Point localization data
*-*-*
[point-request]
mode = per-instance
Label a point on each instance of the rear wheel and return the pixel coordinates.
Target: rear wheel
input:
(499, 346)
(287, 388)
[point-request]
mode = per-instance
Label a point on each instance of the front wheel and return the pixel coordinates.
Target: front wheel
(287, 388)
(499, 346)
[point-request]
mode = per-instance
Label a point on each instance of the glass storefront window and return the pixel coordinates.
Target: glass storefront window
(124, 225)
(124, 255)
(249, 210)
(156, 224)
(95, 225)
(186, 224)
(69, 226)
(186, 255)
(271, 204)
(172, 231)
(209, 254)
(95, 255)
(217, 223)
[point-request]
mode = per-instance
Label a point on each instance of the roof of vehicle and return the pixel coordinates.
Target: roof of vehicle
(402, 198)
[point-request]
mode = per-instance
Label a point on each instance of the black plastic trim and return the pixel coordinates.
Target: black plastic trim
*-*-*
**Exercise requirements:**
Filter the entries above and keep only the lines with the word "trim".

**Written solution:**
Label a point on each instance of the black plastic trim and return the pixel coordinates.
Target: black plastic trim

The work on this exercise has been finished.